List every line in the listing below that contains the string "pink", treating uppercase and lowercase as different.

Location identification listing:
----
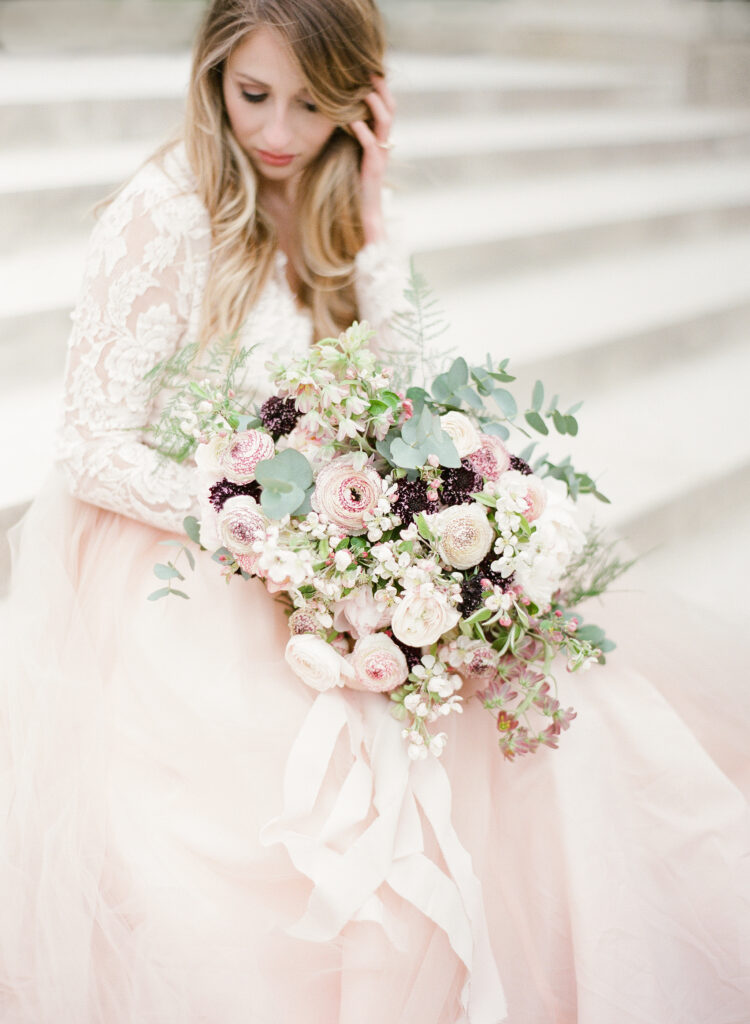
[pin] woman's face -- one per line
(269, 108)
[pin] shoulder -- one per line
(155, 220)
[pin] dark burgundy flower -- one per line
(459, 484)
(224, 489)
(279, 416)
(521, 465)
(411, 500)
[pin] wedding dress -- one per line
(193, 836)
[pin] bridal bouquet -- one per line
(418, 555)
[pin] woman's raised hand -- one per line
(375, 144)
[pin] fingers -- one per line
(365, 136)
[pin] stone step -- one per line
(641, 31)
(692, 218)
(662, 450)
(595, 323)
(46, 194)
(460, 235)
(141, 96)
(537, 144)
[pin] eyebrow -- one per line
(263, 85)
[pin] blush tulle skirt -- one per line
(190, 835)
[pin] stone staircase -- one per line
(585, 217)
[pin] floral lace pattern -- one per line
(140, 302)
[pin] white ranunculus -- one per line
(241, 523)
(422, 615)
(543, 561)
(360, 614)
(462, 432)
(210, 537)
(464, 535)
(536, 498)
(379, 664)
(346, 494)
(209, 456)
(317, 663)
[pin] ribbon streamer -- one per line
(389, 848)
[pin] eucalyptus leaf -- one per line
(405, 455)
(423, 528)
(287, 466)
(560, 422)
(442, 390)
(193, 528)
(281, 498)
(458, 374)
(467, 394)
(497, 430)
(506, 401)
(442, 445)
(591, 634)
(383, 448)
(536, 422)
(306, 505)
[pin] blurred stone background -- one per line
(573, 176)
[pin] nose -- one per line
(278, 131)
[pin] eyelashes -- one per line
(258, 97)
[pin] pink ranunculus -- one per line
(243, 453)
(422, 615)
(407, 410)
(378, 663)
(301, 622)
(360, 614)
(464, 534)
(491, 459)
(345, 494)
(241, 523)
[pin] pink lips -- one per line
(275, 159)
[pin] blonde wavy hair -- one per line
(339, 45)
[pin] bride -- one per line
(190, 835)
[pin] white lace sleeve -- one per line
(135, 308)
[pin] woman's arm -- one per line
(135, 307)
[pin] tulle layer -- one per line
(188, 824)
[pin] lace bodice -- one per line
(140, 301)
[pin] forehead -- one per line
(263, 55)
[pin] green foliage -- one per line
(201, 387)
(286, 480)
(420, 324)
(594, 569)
----
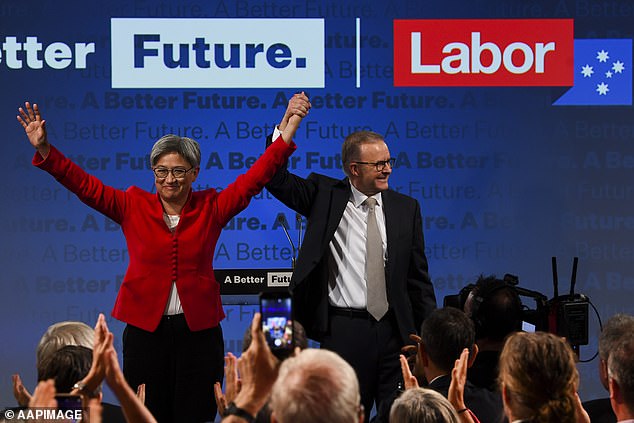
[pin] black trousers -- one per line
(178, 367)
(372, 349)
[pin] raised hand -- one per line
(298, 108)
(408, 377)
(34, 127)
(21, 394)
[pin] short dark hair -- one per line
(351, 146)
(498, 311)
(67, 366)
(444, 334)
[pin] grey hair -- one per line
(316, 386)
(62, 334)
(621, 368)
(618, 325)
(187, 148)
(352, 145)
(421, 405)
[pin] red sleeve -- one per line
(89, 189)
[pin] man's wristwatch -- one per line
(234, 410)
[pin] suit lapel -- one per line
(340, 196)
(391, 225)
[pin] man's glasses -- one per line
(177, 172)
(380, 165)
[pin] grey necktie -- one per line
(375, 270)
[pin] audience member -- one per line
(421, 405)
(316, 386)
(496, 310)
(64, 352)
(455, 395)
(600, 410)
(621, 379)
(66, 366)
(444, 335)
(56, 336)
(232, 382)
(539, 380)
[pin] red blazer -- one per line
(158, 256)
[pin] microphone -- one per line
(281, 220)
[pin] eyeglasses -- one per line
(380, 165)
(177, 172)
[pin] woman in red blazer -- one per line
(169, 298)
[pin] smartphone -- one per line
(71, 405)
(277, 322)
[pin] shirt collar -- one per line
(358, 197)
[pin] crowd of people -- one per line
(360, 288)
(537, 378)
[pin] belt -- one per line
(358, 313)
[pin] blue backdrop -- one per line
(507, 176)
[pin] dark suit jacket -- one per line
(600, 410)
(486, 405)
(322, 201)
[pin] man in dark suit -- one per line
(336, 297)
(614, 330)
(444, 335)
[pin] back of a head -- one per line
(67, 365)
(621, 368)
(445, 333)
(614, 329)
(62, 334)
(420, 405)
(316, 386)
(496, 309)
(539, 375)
----
Written response
[pin] pink ranunculus -- one per line
[pin] pink lips -- one per line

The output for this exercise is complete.